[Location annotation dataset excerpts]
BEGIN

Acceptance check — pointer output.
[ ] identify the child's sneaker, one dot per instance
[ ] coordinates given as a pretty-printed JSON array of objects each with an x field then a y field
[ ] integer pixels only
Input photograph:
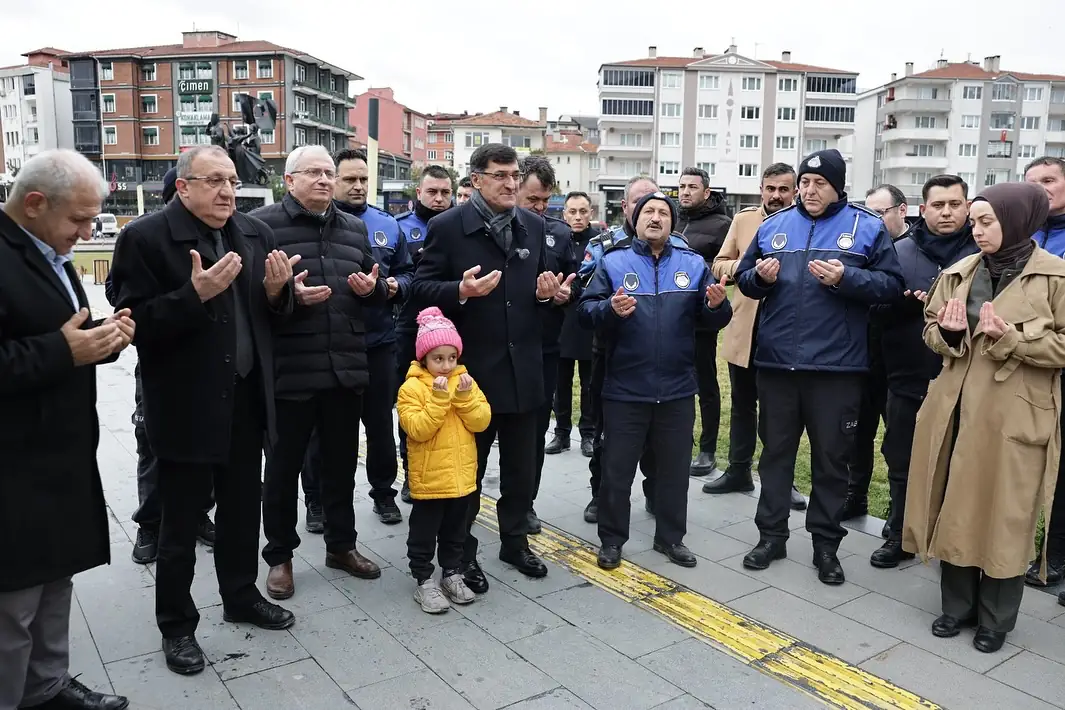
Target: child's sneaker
[
  {"x": 430, "y": 597},
  {"x": 456, "y": 590}
]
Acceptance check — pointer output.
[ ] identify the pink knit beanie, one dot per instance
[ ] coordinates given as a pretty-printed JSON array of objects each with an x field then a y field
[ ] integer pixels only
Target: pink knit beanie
[{"x": 435, "y": 330}]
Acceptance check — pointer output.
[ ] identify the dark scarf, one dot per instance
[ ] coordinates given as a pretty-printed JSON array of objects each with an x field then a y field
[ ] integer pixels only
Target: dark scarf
[{"x": 1021, "y": 209}]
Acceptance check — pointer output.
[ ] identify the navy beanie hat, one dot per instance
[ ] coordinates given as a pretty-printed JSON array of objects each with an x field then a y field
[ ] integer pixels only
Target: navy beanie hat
[
  {"x": 655, "y": 196},
  {"x": 830, "y": 165}
]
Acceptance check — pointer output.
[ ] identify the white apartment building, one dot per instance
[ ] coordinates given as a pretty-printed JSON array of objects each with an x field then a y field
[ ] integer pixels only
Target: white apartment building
[
  {"x": 727, "y": 114},
  {"x": 976, "y": 120},
  {"x": 31, "y": 98}
]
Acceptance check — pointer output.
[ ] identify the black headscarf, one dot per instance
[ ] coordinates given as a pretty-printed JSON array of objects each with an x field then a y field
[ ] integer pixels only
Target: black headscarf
[{"x": 1021, "y": 209}]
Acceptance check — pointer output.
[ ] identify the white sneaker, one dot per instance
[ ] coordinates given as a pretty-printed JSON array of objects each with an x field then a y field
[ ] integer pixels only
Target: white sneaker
[
  {"x": 430, "y": 597},
  {"x": 456, "y": 590}
]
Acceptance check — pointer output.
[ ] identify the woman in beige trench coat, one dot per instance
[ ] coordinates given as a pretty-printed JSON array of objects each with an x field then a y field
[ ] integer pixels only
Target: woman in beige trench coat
[{"x": 985, "y": 450}]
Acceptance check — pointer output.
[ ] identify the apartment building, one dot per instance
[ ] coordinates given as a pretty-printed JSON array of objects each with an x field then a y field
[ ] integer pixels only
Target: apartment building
[
  {"x": 728, "y": 114},
  {"x": 135, "y": 110},
  {"x": 970, "y": 118},
  {"x": 34, "y": 109}
]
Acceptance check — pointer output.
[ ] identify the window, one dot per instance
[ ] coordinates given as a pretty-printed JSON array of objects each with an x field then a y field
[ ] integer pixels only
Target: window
[
  {"x": 671, "y": 80},
  {"x": 999, "y": 149},
  {"x": 707, "y": 111},
  {"x": 627, "y": 108},
  {"x": 1003, "y": 92}
]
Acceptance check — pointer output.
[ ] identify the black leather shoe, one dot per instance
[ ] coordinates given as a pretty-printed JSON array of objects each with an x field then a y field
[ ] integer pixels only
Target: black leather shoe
[
  {"x": 183, "y": 656},
  {"x": 475, "y": 579},
  {"x": 389, "y": 512},
  {"x": 764, "y": 554},
  {"x": 533, "y": 522},
  {"x": 1055, "y": 572},
  {"x": 77, "y": 696},
  {"x": 591, "y": 511},
  {"x": 263, "y": 614},
  {"x": 829, "y": 570},
  {"x": 889, "y": 556},
  {"x": 557, "y": 445},
  {"x": 609, "y": 557},
  {"x": 676, "y": 554},
  {"x": 525, "y": 562},
  {"x": 734, "y": 480},
  {"x": 987, "y": 641},
  {"x": 948, "y": 627}
]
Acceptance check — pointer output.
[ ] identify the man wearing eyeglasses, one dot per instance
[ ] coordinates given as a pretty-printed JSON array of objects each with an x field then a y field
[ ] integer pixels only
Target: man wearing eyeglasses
[
  {"x": 207, "y": 287},
  {"x": 323, "y": 369}
]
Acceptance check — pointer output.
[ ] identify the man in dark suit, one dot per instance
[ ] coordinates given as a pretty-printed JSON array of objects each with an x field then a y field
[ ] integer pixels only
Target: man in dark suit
[
  {"x": 206, "y": 283},
  {"x": 485, "y": 265},
  {"x": 53, "y": 519}
]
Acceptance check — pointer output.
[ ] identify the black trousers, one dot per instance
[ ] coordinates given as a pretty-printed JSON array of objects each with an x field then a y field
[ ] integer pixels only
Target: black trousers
[
  {"x": 437, "y": 526},
  {"x": 968, "y": 593},
  {"x": 824, "y": 405},
  {"x": 377, "y": 402},
  {"x": 709, "y": 391},
  {"x": 517, "y": 434},
  {"x": 238, "y": 489},
  {"x": 873, "y": 406},
  {"x": 562, "y": 394},
  {"x": 595, "y": 463},
  {"x": 669, "y": 428},
  {"x": 551, "y": 365},
  {"x": 901, "y": 418},
  {"x": 334, "y": 413},
  {"x": 743, "y": 423}
]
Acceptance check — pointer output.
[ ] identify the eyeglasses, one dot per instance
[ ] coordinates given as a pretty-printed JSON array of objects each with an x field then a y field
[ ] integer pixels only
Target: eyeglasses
[
  {"x": 215, "y": 181},
  {"x": 316, "y": 174}
]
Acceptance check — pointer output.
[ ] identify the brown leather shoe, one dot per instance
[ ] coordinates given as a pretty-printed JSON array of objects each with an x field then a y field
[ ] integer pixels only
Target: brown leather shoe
[
  {"x": 279, "y": 584},
  {"x": 354, "y": 563}
]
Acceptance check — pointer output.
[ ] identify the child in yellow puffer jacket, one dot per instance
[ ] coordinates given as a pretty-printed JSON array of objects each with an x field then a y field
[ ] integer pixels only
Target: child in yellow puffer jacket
[{"x": 441, "y": 409}]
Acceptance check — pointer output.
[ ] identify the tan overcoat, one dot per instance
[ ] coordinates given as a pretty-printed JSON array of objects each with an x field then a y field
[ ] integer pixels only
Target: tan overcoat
[{"x": 977, "y": 502}]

END

**Exercise task:** Repeat the listing above exactly, with no pictures.

**Exercise solution:**
Acceptance check — pointer output.
[ ] identify the child's sneaker, one dot per instance
[ ] coordinates given as a pretty-printed JSON array of objects each with an x field then a y field
[ ] integer pixels only
Input photograph:
Target: child's sneaker
[
  {"x": 430, "y": 597},
  {"x": 456, "y": 590}
]
Acceptance check — pointer output.
[ ] identify the pink knit beanie, one dot per instance
[ ] coordinates given as a pretty-printed JSON array of objects each with an x field then a y field
[ ] integer pixels only
Target: pink knit beanie
[{"x": 435, "y": 330}]
Acceptance check — pointer output.
[ ] identify the dark scarf, one dot per instance
[ ] coordinates given as a pretty-printed JSON array of objects each with an x field then a y field
[ ] integer pixels only
Target: dark scarf
[{"x": 1021, "y": 209}]
Acceptance check — pointer output.
[ ] identify the navy beanie hat, one dot per instance
[ ] coordinates given as a pretty-printed JSON array of objects each with an x field then a y field
[ ] integer pixels only
Target: navy beanie hat
[
  {"x": 655, "y": 196},
  {"x": 830, "y": 165}
]
Acceptance check — pointer output.
[ ] identify the white apartment building, one dot per instance
[ ] coordinates given as a pretty-printed JSON array of objects each with an x field then a y field
[ ] integer pixels only
Target: white apartment building
[
  {"x": 727, "y": 114},
  {"x": 976, "y": 120},
  {"x": 31, "y": 98}
]
Acceptance check — pointer output.
[ ] identify the black headscarf, one dot per instance
[ ] coordinates given as a pretty-printed JSON array of objects each with an x field then a y field
[ ] integer pixels only
Target: black headscarf
[{"x": 1021, "y": 209}]
Acceptance check — pointer output.
[ ] identify the white sneaker, one dot per instance
[ ] coordinates given as a pretty-printed JSON array of objects each with an x field then a y field
[ ] integer pixels only
Target: white sneaker
[
  {"x": 430, "y": 597},
  {"x": 456, "y": 590}
]
Acceptance check — pointer output.
[ ] identify the woman in beige trench coat, one dot per instance
[ ] coordinates given as a pretty-printed JSON array of objects each with an x field then a y field
[ ] integer pixels only
Target: woman in beige trench coat
[{"x": 985, "y": 450}]
Acceptance check — pointer output.
[ ] identify the apartment building, one dot per instance
[ ] coordinates given as a pretty-printed JSON array of objects each with an x field then a y field
[ ] integer pixels only
Target: apartment building
[
  {"x": 728, "y": 114},
  {"x": 135, "y": 110},
  {"x": 970, "y": 118},
  {"x": 34, "y": 109}
]
Acceptance check — pointer output.
[ ] identify the window, one dot per instance
[ ] coordinates given as a pretty-printed JSON array of objects each with an x field then a y field
[ ] integer pixels only
Target: window
[
  {"x": 671, "y": 80},
  {"x": 999, "y": 149},
  {"x": 707, "y": 111},
  {"x": 627, "y": 108},
  {"x": 1003, "y": 92}
]
Acceptance check — pointer output.
[ ] identify the black leather shoe, one dot per instance
[ ] coordinates given as a pretty-printed JSON array of objects each with an x field then a y field
[ ] integer pixels only
Target: black leather shoe
[
  {"x": 183, "y": 656},
  {"x": 475, "y": 579},
  {"x": 389, "y": 512},
  {"x": 764, "y": 554},
  {"x": 533, "y": 522},
  {"x": 1055, "y": 572},
  {"x": 77, "y": 696},
  {"x": 591, "y": 511},
  {"x": 263, "y": 614},
  {"x": 829, "y": 570},
  {"x": 889, "y": 556},
  {"x": 557, "y": 445},
  {"x": 609, "y": 557},
  {"x": 676, "y": 554},
  {"x": 525, "y": 562},
  {"x": 734, "y": 480},
  {"x": 987, "y": 641},
  {"x": 948, "y": 627}
]
Acceptance check — pointer output.
[ ] identify the man wearing eyeglasses, one dot per instance
[ ] coordinates given as a pretty-printed JSON array of objects each with an x field then a y field
[ ] integer pixels only
Target: man wearing eyeglasses
[
  {"x": 207, "y": 287},
  {"x": 323, "y": 369}
]
Acceptance check — pointer output.
[ ] identify the man in dark suit, one dot per instance
[ ] coordinates given as a pretty-printed JSON array of objects each with an x field then a y field
[ ] integer pixels only
Target: man in dark suit
[
  {"x": 206, "y": 283},
  {"x": 485, "y": 265},
  {"x": 53, "y": 519}
]
Acceptance check — pointer output.
[ ] identify the black trousers, one dot per instance
[ ] coordinates given as a pretty-printed JSON array of objects each with an x field then a y field
[ ] integer pixels only
Target: black trousers
[
  {"x": 437, "y": 526},
  {"x": 968, "y": 593},
  {"x": 824, "y": 405},
  {"x": 377, "y": 402},
  {"x": 709, "y": 391},
  {"x": 517, "y": 434},
  {"x": 238, "y": 489},
  {"x": 873, "y": 406},
  {"x": 562, "y": 394},
  {"x": 595, "y": 463},
  {"x": 669, "y": 428},
  {"x": 551, "y": 365},
  {"x": 901, "y": 418},
  {"x": 334, "y": 413},
  {"x": 743, "y": 423}
]
Acceptance check — pointer output.
[ ] identify the eyeglasses, one dot per instance
[ ] coordinates given as a pretty-printed JSON array of objects each with an x field then a y field
[ ] integer pixels only
Target: eyeglasses
[
  {"x": 215, "y": 181},
  {"x": 316, "y": 174}
]
Acceptance check — pointer output.
[ ] identify the brown leather shoe, one dot per instance
[ ] coordinates given as a pretty-printed JSON array of objects each with an x field then a y field
[ ] integer pixels only
Target: brown leather shoe
[
  {"x": 279, "y": 584},
  {"x": 354, "y": 563}
]
Acceptance check — pointer output.
[ ] identify the child in yellow puffer jacket, one dot per instance
[ ] coordinates given as a pretty-printed JSON array of objects each with an x field then a y field
[ ] integer pixels only
Target: child in yellow puffer jacket
[{"x": 441, "y": 409}]
Acceptance check — pointer output.
[ ] identify the tan overcoat, one dot per instance
[ ] coordinates given as a pretty-printed JSON array of objects each with an x field then a y field
[ ] integer pixels only
Target: tan overcoat
[{"x": 977, "y": 502}]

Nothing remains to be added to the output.